* [DIRECTION]:
Format the data below as a numbered list, leaving out any blank lines.

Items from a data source
════
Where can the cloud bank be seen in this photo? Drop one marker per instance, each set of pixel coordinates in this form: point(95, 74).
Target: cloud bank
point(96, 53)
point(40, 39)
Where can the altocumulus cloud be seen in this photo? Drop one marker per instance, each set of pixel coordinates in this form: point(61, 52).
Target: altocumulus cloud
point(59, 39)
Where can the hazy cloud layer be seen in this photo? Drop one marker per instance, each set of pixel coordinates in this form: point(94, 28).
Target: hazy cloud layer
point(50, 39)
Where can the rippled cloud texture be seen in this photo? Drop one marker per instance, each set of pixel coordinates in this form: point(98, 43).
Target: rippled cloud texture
════
* [OUTPUT OF THE EXERCISE]:
1. Where can the cloud bank be seen in this photo? Drop one marker per instance, each set of pixel coordinates in this form: point(95, 74).
2. Target: cloud bank
3. point(96, 53)
4. point(40, 39)
5. Where can the altocumulus cloud be seen in this photo? Drop one marker per instance, each set of pixel coordinates in this form: point(61, 52).
6. Target: altocumulus cloud
7. point(59, 39)
8. Where can the hazy cloud layer be seen in this photo? Drop one marker per instance, each set of pixel coordinates in this form: point(94, 28).
9. Target: hazy cloud layer
10. point(50, 39)
11. Where can the rippled cloud texture be seen in this photo? Drop one marker per instance, each set of pixel coordinates in this form: point(98, 43).
12. Target: rippled cloud texture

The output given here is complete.